Segment Open

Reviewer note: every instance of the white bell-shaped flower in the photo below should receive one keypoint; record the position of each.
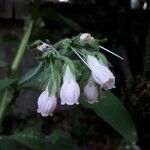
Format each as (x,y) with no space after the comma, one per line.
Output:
(85,36)
(70,91)
(42,47)
(47,103)
(91,91)
(100,73)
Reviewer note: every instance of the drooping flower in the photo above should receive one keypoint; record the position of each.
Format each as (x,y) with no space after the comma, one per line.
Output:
(100,73)
(70,91)
(91,91)
(85,36)
(42,47)
(47,103)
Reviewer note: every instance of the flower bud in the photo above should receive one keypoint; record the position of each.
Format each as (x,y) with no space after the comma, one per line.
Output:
(47,103)
(85,36)
(70,91)
(100,73)
(91,91)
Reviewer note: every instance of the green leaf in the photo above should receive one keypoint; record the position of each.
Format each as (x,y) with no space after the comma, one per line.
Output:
(113,111)
(30,137)
(6,82)
(54,15)
(3,64)
(22,48)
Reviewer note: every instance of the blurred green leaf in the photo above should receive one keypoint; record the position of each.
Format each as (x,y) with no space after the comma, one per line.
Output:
(34,139)
(3,64)
(8,37)
(37,82)
(54,15)
(30,137)
(61,141)
(113,111)
(8,144)
(6,82)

Segment Closed

◆ Directions for this task: Output the material above exactly, but only from the line that carries "Reviewer note: every instance of the green" through the line that carries "Reviewer note: every instance of the blurred".

◆ Task result:
Reviewer note: every instance of the green leaf in the photo above should receive one keypoint; record the position of each.
Format each as (x,y) with no space after the comma, one per line.
Output:
(113,111)
(30,137)
(6,82)
(54,15)
(3,64)
(22,48)
Reviewer note: every instance of the blurred green leaf in the photo above should receive one keypoint; record the position of each.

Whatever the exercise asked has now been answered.